(Dataset entries)
* * * * * * * * *
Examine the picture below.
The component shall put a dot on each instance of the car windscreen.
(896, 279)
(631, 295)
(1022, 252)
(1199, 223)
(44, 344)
* * * * * * * * *
**What this task involves**
Reproduce the data above in full, keeping it exactly the same.

**Answer box**
Examine the picture below.
The component shall put a dot on each instance of the car windscreen.
(896, 279)
(631, 295)
(1022, 252)
(1199, 223)
(44, 344)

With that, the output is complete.